**課題一覧:**
1/ ソーシャルワーカーについての文章を読み、次の(a)〜(c)が本文と合っているかを「はい」か「いいえ」で答え、決め手となる本文の言葉をそのまま引用してください。
(a) 筆者は、研修を受ければすばらしい相談支援専門員になれると述べている。
(b) 筆者は、ソーシャルワーカーは調整役だと述べている。
(c) 筆者は、相談支援専門員も行動援護の支援員のように支援するべきだと述べている。
2/ ソーシャルワーカーについての文章で、かぎかっこ（「」）にくくられている言葉をすべて書き出してください。
3/ ソーシャルワーカーについての文章を、最後の文のあとから続けて書いてください。

**本文抜粋:**
====
ソーシャルワーカーとして

「引き受けること、つなぐこと」。計画相談の相談支援専門員は、ソーシャルワークの最前線です。私がこうやって話している内容は、計画相談として従事する上での役割に立って話をしています。ソーシャルワークは、知識と技術の上に成り立ち、それに経験が加わって、私たちの立ち位置やアイデンティティーが確立すると話してきました。当時、なりたてのPSW時代は、本当に失敗の連続でしたが、新人として謙虚に学ぶ機会があったからこその、私なりの考えと、私なりのここでの存在価値が確立しているのです。私は、地域を変える力もなければ、あなたを変えようとも思っていません。研修をしたから、すばらしい相談支援専門員になれるわけではないのです。しかし、その研修が終わった後の、一緒に学んだ人たちの心に、「気づき」が生まれている人は、きっと、ソーシャルワークとしての知識がまたひとつ増えたのだと思うのです。例えば、行動援護の支援員によるお話は、行動援護の奥深さと、支援に関する視点を私たちに教えてくれました。それ以降の私たちは、行動援護の支援員の立場に立って、利用者さんと適切に繋いだり、サービスを勧める上での話の展開が可能となります。何より、利用者に応じた事業所の選定に一役買うのではないかと思っています。そういったことが言えるのは、研修を通して、実践を行なっている人のことばに触れるなかで、私たちなりの気づきがあったからです。でも、私たちは、可能だとしても行動援護の支援員にはなりませんし、相談支援専門員である以上、行動援護の支援員のように支援をすることは、この先、次の相談支援専門員につなぐ際に、相手に迷惑をかけることになるということを、前回「次に引き受ける相談支援専門員の立場」を考えるきっかけとしてお話しました。ソーシャルワーカーは、調整役であり、必要な社会資源につなぐことが役割です。その自覚があるからこそ、私たちは、「信頼関係の構築のプロ」「関係調整のプロ」になることが求められます。これが、ソーシャルワーカーとしての役割だからです。
====
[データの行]
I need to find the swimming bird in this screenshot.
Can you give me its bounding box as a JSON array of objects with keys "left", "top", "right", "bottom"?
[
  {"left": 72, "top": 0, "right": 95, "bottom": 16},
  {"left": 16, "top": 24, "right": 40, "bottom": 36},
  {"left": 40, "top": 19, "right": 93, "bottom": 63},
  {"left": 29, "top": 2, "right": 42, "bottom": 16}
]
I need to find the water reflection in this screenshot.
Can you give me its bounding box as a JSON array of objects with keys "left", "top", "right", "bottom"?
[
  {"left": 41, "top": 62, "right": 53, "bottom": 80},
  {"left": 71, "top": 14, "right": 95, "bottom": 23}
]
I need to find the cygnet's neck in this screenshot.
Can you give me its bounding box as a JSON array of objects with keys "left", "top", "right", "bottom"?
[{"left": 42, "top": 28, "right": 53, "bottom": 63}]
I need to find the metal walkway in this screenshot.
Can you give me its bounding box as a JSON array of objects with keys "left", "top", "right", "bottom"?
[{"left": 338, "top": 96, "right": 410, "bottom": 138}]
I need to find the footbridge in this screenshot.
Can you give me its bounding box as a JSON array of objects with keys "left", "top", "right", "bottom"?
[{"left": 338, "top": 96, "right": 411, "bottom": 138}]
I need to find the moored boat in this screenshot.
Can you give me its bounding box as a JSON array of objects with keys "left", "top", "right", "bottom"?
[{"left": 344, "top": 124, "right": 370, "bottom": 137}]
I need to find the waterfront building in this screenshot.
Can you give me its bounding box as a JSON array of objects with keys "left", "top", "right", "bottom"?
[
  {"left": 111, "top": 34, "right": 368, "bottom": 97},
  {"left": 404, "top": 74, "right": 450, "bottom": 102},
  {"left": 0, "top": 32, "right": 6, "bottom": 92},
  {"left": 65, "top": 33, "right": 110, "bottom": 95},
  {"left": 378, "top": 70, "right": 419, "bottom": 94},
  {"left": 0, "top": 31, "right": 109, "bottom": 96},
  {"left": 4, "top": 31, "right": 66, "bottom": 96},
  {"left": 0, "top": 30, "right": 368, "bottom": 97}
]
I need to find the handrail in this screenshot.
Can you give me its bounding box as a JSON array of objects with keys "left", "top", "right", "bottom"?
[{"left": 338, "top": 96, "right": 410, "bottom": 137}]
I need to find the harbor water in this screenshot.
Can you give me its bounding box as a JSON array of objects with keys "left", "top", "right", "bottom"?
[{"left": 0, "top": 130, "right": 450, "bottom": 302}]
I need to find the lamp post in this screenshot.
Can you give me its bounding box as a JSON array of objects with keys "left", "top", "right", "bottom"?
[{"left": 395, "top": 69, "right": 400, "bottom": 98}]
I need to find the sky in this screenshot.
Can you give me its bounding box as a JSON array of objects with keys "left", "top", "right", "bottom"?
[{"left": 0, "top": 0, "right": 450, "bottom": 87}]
====
**解答:**
1/
(a) いいえ。「研修をしたから、すばらしい相談支援専門員になれるわけではないのです。」
(b) はい。「ソーシャルワーカーは、調整役であり、必要な社会資源につなぐことが役割です。」
(c) いいえ。「相談支援専門員である以上、行動援護の支援員のように支援をすることは、この先、次の相談支援専門員につなぐ際に、相手に迷惑をかけることになる」

2/
「引き受けること、つなぐこと」
「気づき」
「次に引き受ける相談支援専門員の立場」
「信頼関係の構築のプロ」
「関係調整のプロ」

3/
次に、ソーシャルワーカーは、地域課題に対して、調整力を発揮して、必要なサービスを生み出すための活動をすることも、私たちの大きな役割となっています。現在、私が、先頭を切って地域で支援者の集まりをつくり、またその中心にいるのは、ソーシャルワーカーとして、まだまだ数多くの地域は、計画相談(相談支援)としての役割の最初の段階にも立てていない状況だという「課題」を感じているからであり、そのためにも、相談支援専門員として、まずは、基礎として知識や相談援助技術のベースを上げていく必要があり、また、ひとりで利用者に向き合い、ひとりで悩んでいる相談支援専門員に、近くにいる誰かがすぐに手を差し伸べる体制をつくる必要があると思ったからです。これは、社会援助技術のなかの、「ソーシャルアクション」であり、障害福祉サービスでもなければ、営利にもならない、でも、地域には必ず必要なものだと思うから、福岡でも最初の段階に存在した計画相談支援事業所の相談支援専門員のひとりとして取り組んできた責任として、その役割を担っているのです。そして、その役割は次の世代にバトンタッチをする。そのために、今は周囲に数多くのサポーターが存在してくれているのです。私は、その役割を必ず次にバトンタッチすることでしょう。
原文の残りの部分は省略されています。